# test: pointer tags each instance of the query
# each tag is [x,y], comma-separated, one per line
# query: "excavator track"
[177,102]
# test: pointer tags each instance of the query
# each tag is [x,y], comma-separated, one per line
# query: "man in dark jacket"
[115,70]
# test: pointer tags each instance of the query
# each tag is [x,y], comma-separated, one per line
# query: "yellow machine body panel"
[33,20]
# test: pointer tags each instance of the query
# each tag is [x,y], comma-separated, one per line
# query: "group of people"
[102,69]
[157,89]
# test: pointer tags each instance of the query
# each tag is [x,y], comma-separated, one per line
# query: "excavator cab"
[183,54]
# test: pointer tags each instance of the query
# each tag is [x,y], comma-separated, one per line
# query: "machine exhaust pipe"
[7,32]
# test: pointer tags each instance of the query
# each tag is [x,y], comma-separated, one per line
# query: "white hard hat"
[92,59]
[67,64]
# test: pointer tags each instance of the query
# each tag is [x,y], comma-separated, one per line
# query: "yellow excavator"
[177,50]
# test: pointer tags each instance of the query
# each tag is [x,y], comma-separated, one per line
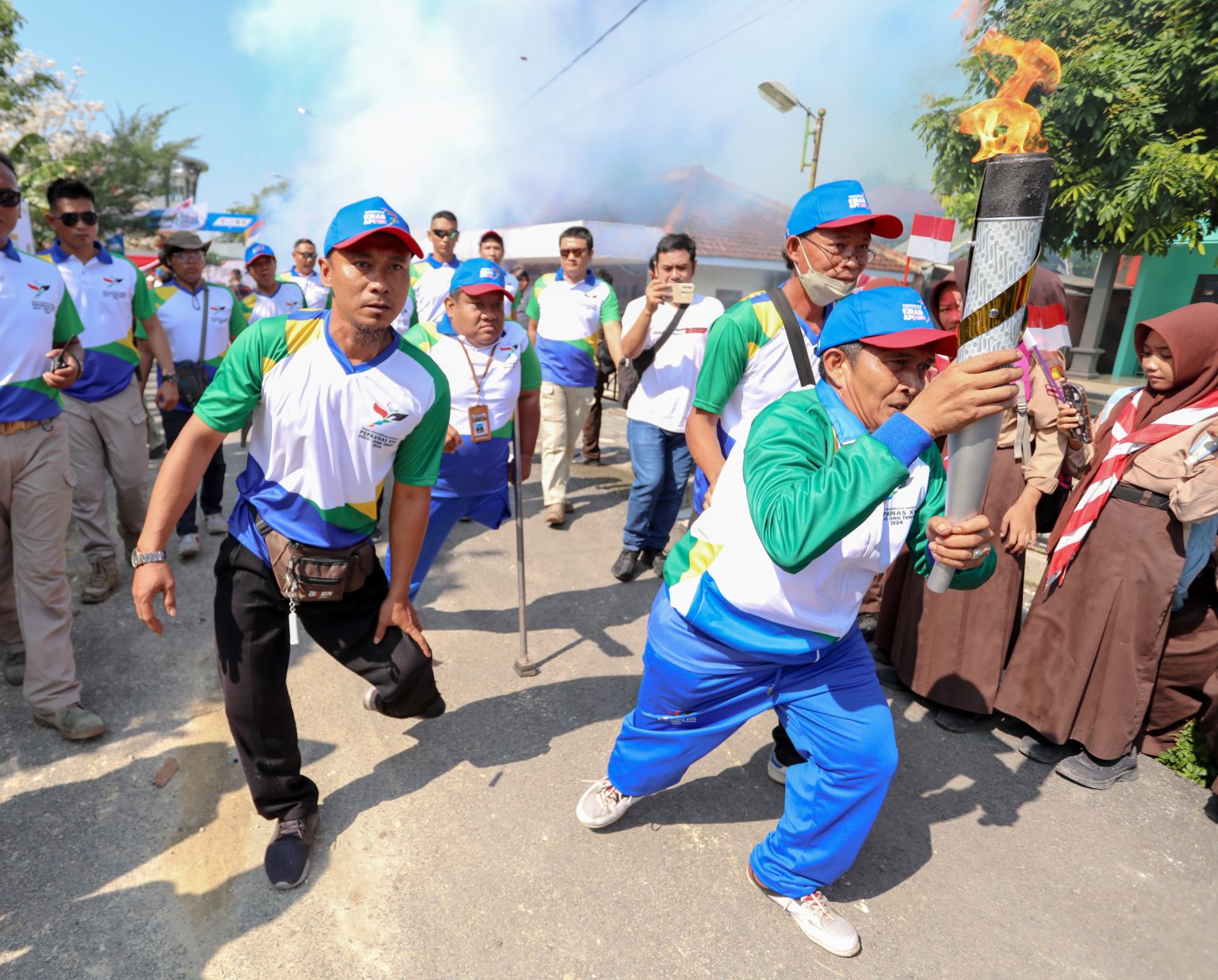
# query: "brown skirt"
[1086,657]
[952,648]
[1189,661]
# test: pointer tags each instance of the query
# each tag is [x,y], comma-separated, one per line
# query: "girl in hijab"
[1086,660]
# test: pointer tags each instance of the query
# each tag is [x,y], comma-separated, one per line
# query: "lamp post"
[782,99]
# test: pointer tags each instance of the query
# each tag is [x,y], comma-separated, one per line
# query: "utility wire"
[572,63]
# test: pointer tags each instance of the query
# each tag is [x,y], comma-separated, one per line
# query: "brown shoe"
[102,582]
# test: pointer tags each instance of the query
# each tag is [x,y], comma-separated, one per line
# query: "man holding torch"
[760,598]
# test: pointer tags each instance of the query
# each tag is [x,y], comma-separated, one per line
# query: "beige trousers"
[563,412]
[109,436]
[36,599]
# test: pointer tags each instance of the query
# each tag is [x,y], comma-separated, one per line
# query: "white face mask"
[822,289]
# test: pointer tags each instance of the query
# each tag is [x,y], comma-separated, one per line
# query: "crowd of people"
[811,416]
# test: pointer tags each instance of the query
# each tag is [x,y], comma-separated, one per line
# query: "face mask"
[822,289]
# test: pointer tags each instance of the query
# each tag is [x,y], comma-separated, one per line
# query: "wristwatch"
[145,557]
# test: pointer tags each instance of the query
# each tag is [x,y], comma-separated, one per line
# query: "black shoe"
[956,721]
[286,861]
[1099,773]
[868,622]
[626,565]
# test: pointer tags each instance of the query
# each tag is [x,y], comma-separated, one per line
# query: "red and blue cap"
[884,316]
[477,277]
[840,204]
[257,251]
[373,216]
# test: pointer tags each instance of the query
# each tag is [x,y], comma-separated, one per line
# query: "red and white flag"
[1047,327]
[931,238]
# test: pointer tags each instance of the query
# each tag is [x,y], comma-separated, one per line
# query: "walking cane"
[524,668]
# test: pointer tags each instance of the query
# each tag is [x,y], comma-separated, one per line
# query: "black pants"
[213,477]
[252,652]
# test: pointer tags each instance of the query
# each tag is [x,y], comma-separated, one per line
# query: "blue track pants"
[833,710]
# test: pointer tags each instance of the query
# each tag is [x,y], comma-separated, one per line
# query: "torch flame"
[1036,63]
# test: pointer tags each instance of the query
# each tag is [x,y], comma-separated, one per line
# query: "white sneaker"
[813,913]
[602,804]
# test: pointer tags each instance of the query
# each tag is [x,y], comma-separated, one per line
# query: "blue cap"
[840,204]
[887,316]
[368,217]
[256,251]
[479,277]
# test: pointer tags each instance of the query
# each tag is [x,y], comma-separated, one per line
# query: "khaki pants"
[563,412]
[111,436]
[36,599]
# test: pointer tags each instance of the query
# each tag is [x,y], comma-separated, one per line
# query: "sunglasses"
[83,217]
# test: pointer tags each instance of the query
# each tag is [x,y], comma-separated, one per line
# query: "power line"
[606,34]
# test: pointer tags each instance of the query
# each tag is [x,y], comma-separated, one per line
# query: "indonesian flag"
[1047,327]
[931,238]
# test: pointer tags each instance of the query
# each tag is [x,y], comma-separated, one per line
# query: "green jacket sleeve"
[804,495]
[933,507]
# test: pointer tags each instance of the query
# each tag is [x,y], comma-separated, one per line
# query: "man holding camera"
[340,404]
[107,424]
[39,357]
[759,604]
[670,334]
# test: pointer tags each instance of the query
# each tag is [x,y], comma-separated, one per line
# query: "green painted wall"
[1163,284]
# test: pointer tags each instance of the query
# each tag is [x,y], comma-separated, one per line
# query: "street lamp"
[783,100]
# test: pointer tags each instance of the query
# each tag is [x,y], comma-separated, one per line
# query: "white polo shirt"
[665,390]
[113,298]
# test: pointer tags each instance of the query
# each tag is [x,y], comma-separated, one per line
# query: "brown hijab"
[1191,334]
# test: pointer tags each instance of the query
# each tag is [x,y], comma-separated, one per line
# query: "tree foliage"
[1133,125]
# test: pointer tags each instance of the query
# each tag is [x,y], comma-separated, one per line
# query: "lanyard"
[477,381]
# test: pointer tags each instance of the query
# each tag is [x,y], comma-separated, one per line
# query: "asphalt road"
[450,848]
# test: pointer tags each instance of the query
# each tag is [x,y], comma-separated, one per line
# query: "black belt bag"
[1142,497]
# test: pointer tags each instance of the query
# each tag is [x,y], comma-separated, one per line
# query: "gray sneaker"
[75,722]
[602,804]
[102,582]
[15,666]
[822,923]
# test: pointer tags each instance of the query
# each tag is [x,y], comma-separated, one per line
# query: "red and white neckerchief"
[1113,468]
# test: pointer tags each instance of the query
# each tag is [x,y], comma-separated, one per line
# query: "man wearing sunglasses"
[39,357]
[567,313]
[304,275]
[107,423]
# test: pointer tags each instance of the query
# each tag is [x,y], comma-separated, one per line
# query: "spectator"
[659,407]
[107,424]
[200,320]
[36,480]
[567,314]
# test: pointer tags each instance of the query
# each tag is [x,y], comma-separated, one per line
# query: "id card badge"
[480,424]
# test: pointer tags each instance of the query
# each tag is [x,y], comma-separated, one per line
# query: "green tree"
[1133,125]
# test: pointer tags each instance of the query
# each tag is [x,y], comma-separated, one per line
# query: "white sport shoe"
[813,913]
[602,804]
──────────
* **DESCRIPTION OF THE TASK**: Pictures are excluded; output everything else in the data verbatim.

* **RESPONSE TO THE EXERCISE**:
# test: pointer tags each instance of the query
# each tag is [x,y], comma-separated, one per line
# query: "excavator track"
[177,102]
# test: pointer tags each instance of the query
# each tag is [x,y], comma-separated, one per line
# query: "man in dark jacket"
[115,70]
# test: pointer tags each instance of the query
# each tag is [x,y], comma-separated, one per line
# query: "yellow machine body panel"
[33,20]
# test: pointer tags each instance of the query
# each tag is [x,y], comma-separated, one per line
# query: "group of people"
[102,69]
[157,89]
# test: pointer tags each instance of the query
# each tag is [x,y], comma-separated, one per line
# query: "excavator cab"
[183,54]
# test: pointer tags each instance of the query
# each tag is [x,y], comma-separated, one per line
# query: "machine exhaust pipe"
[7,32]
# test: pointer tags each instance of the query
# each tag is [x,y], comma-separated, one per line
# query: "white hard hat"
[92,59]
[67,64]
# test: pointer tags each instance of the query
# each tag is [x,y], comma-separated, one per line
# query: "yellow excavator"
[177,50]
# test: pointer tags each instance of the query
# each tag is [x,y], comma-separated, one per line
# query: "brown skirt"
[1086,657]
[952,648]
[1189,661]
# test: pointer tags each instance of the query
# each tag is [x,y], comma-separated, one per line
# query: "girl in hijab"
[1086,660]
# test: pointer tags each instance of the query
# each tag is [x,y], comma-separated, one per line
# query: "lamp post"
[782,99]
# test: pointer tags each instance of the query
# each tag is [x,y], comma-separated, one per line
# query: "utility wire"
[572,63]
# test: pointer tags each instance of the query
# each tag is [x,y], comma-separated, one per line
# query: "brown shoe"
[102,582]
# test: pointer tags each instance of the query
# each tag is [x,y], comma-separated, one per line
# query: "man holding torch"
[760,598]
# test: pointer tags each instance of the query
# each tag is [x,y], comma-separated, one per line
# query: "beige trousers"
[563,412]
[109,436]
[36,599]
# test: pointer tags each instance of the query
# each tag is [x,y], comma-separated, one per line
# query: "white face mask"
[822,289]
# test: pointer tags each instance of the query
# each tag is [x,y], comma-separated, one per line
# query: "crowd of people"
[811,416]
# test: pointer tags each instance of the query
# each tag is [x,y], comma-separated, one per line
# query: "face mask"
[822,289]
# test: pointer tags each instance of the query
# each tag is [x,y], comma-separated, one per line
# query: "wristwatch"
[145,557]
# test: pointer tags each instance of the query
# each tag is [x,y], comma-separated, one per line
# query: "black shoe"
[956,721]
[286,861]
[1099,773]
[868,622]
[626,565]
# test: pointer tags each instance of the query
# each tag is [x,y], comma-separated, one per line
# query: "red and blue cap"
[884,316]
[477,277]
[840,204]
[257,251]
[373,216]
# test: pointer tags each instance of the query
# each tag is [x,y], comma-separated, one per line
# query: "red and white flag"
[1047,327]
[931,238]
# test: pointer tags each instance of the query
# each tag is [x,y], comma-separated, one per line
# query: "walking cane"
[524,668]
# test: pointer tags each instance of the query
# each tag is [x,y], comma-separated, one per line
# query: "black pants"
[213,477]
[252,652]
# test: pointer tags each instance of the query
# each tag is [x,y], comma-separated, one per line
# query: "blue track pants"
[833,710]
# test: pointer tags each instance of the query
# each tag is [x,y], comma-separated, one per line
# query: "torch flame"
[1036,63]
# test: pointer tags each instance of the query
# each tag is [x,y], comma-separated, one per line
# query: "white sneaker"
[813,913]
[602,804]
# test: pointer tags each instance of the query
# each tag is [x,y], comma-separated, one per line
# query: "blue cap"
[840,204]
[887,316]
[368,217]
[256,251]
[479,277]
# test: pointer tags each instance of the query
# each tag is [x,y], comma-separated, one per line
# query: "khaki pants"
[563,412]
[111,436]
[36,599]
# test: pointer tags each instance of the query
# each tag is [x,y], comma-separated, one per line
# query: "sunglasses"
[83,217]
# test: pointer tags each instance of the query
# each tag is [x,y], comma-separated, one per line
# query: "power line"
[606,34]
# test: pointer tags each instance of the query
# each tag is [x,y], comma-separated, one per line
# query: "indonesian flag"
[1047,327]
[931,238]
# test: pointer tags each instance of the query
# each tag is [x,y], comma-separated, one per line
# query: "green jacket sleeve"
[804,495]
[933,507]
# test: pointer tags each instance of the query
# each tag is [x,y], comma-separated, one per line
# query: "man holding camera"
[340,404]
[107,424]
[39,357]
[759,604]
[670,334]
# test: pointer tags each instance of the query
# each tag is [x,y], comma-separated, one per line
# query: "green painted wall"
[1163,284]
# test: pointer tags each instance of the query
# each tag is [x,y], comma-separated, one per line
# query: "street lamp"
[783,100]
# test: pointer tags each instance of the query
# each tag is [x,y], comma-separated, one per line
# query: "white polo shirt"
[665,390]
[113,298]
# test: pointer tags each instance of the query
# each tag is [x,y], comma-separated, one per line
# query: "brown hijab"
[1191,334]
# test: pointer tags each instance of the query
# each tag is [x,y], comma-separated, one per line
# query: "tree foliage"
[1133,125]
# test: pointer tags each instance of the query
# each tag is [x,y], comma-separated, one per line
# query: "lanyard"
[477,381]
# test: pointer tags each instance of the query
# each tag is [x,y], comma-separated, one per line
# query: "asphalt road"
[450,848]
# test: pointer tags each instance of the query
# each tag is [x,y], comma-separated, one per line
# query: "black belt bag"
[1142,497]
# test: pointer tags each instance of the query
# each tag is [x,y], comma-separated, one per line
# query: "gray sneaker"
[75,722]
[602,804]
[102,582]
[15,666]
[822,923]
# test: pointer tags each instance of the query
# each tag is [x,y], comma-separated, one per line
# query: "red and white neckerchief"
[1113,468]
# test: pointer tags each instance of the query
# each tag is [x,y], comma-separated, one per line
# query: "man wearing sunglasses"
[39,357]
[567,313]
[304,275]
[107,423]
# test: pointer tags each instance of the query
# each tag is [x,y], comma-separated, one per line
# query: "spectator"
[659,407]
[107,424]
[200,320]
[36,480]
[567,314]
# test: pointer tags each instance of the query
# each tag is [x,y], comma-separated, one per line
# query: "id card badge"
[480,424]
# test: pointer tags each instance of the query
# each tag is [x,y], comma-separated, one per line
# query: "green tree"
[1133,125]
# test: pointer tags each instance of the query
# each tag is [x,y], comma-separated, one per line
# query: "white sport shoe"
[813,913]
[602,804]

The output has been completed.